++++ SOURCE RECORDS ++++

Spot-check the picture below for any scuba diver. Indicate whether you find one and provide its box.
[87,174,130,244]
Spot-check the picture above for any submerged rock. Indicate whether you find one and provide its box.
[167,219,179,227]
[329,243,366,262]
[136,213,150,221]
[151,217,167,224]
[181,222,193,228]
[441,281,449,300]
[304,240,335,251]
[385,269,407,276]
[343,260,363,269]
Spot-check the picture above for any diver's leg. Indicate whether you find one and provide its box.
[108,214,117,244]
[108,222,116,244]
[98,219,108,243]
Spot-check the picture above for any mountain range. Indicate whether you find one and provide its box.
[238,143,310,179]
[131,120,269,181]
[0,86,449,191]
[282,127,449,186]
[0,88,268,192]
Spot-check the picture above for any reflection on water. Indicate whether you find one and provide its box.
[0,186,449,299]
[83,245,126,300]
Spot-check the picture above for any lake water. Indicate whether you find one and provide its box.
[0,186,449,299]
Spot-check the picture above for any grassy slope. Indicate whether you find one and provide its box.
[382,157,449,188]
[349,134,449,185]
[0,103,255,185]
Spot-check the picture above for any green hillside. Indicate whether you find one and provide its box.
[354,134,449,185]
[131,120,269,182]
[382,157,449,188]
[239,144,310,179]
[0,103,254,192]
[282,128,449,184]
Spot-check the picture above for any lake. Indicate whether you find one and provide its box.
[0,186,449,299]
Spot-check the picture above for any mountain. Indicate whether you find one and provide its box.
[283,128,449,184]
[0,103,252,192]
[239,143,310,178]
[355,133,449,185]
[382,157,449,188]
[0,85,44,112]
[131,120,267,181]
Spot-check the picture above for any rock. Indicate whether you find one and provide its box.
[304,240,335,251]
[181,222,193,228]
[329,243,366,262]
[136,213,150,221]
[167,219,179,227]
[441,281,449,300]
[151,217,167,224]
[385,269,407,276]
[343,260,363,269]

++++

* _SET EXERCISE_
Reproduce everything from the line containing "Spot-check the picture above for any reflection" down to the line containing "[83,245,126,300]" from the records above, replacing "reflection on water" with "water reflection" and leaving everything else unchanged.

* _TASK SOLUTION_
Spot-check the picture above for any water reflection. Indicate whether you find one and provide its box.
[0,186,449,299]
[83,245,126,300]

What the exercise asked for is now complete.